# STATED PROBLEM
From the material below, collect every line that contains the string "metal". Treat the match as case-sensitive.

# Dataset excerpts on pointing at objects
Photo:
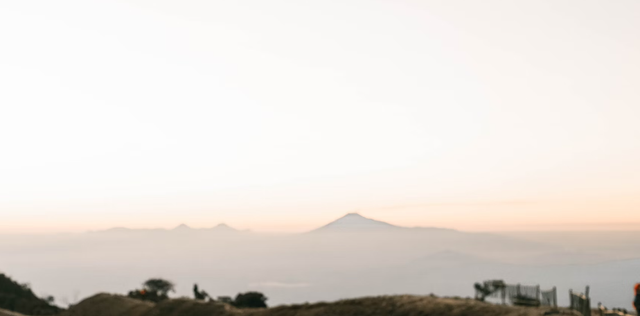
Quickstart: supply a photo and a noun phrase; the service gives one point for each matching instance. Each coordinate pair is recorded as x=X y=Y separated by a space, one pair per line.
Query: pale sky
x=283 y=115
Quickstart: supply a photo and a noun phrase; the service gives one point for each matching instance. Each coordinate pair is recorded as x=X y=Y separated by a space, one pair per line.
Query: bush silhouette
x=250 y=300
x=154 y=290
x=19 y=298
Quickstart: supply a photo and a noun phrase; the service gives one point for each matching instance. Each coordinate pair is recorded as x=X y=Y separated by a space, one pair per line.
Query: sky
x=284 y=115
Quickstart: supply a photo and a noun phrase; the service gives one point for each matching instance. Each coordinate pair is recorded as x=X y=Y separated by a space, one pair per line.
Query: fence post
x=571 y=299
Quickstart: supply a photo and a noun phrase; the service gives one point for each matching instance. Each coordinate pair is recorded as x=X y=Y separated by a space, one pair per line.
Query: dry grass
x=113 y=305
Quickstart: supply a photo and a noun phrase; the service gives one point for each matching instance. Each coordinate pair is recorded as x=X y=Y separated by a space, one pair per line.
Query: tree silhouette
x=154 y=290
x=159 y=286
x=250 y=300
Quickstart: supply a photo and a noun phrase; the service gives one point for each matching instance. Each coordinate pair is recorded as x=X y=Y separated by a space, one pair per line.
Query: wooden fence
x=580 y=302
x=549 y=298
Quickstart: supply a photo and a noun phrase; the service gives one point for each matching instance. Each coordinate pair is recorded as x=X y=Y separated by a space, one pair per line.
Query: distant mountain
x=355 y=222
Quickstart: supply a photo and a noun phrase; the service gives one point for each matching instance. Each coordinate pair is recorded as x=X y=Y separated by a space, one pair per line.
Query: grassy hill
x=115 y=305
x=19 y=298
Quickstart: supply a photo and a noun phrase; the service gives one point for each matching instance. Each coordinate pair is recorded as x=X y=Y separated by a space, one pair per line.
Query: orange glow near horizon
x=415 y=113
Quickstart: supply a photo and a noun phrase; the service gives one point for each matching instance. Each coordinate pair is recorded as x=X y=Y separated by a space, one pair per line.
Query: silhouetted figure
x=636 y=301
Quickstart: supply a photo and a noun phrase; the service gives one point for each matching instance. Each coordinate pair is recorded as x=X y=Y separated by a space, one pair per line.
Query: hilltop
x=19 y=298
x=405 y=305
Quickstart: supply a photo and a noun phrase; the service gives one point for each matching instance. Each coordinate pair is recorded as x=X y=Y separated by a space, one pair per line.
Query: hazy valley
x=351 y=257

...

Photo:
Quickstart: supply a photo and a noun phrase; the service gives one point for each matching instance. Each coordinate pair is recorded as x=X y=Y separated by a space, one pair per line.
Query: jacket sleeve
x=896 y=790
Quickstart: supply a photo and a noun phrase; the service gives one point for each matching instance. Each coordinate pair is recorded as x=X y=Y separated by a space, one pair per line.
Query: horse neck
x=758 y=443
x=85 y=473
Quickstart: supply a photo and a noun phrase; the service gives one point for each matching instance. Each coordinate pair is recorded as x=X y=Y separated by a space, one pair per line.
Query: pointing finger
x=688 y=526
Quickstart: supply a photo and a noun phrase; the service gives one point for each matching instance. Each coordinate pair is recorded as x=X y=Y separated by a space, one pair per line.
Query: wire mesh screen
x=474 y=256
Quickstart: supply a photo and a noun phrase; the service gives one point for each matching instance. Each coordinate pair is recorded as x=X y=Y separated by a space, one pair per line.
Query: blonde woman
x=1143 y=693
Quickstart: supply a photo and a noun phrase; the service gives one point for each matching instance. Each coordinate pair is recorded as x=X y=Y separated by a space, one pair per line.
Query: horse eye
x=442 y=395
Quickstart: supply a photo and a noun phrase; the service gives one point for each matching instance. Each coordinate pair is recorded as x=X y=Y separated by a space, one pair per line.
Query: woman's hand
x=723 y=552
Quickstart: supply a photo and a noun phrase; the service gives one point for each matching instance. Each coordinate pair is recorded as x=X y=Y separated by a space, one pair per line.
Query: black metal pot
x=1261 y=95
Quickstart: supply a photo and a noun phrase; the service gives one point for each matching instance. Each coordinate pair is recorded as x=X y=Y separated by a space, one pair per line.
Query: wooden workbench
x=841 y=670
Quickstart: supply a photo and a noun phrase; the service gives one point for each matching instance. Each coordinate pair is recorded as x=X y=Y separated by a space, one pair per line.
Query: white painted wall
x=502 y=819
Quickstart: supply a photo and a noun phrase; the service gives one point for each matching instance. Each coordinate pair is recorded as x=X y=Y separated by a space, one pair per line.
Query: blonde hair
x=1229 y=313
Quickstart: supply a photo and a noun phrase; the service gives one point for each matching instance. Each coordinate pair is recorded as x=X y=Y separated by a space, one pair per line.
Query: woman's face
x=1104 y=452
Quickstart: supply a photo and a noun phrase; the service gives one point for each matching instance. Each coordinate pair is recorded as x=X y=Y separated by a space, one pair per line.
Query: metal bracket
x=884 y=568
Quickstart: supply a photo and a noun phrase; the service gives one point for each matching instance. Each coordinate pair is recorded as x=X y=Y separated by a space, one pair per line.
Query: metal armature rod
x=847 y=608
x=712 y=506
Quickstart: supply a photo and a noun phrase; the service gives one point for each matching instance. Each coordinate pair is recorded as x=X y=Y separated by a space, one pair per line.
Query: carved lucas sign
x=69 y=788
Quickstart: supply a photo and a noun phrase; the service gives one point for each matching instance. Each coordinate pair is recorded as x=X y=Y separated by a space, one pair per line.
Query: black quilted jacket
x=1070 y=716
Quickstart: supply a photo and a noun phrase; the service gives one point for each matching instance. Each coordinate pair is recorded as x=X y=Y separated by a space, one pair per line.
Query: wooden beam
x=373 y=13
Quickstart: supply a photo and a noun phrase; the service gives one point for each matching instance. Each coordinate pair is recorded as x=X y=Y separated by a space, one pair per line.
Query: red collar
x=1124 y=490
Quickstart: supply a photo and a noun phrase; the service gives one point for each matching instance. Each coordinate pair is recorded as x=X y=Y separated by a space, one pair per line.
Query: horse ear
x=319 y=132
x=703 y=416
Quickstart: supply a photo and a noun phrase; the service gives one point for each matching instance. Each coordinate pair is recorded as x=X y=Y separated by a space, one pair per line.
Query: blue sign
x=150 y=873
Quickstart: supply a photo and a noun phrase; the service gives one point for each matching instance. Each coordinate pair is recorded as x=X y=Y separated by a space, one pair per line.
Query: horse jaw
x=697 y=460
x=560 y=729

# WRITTEN SOLUTION
Query: black metal pot
Query: metal bracket
Query: metal armature rod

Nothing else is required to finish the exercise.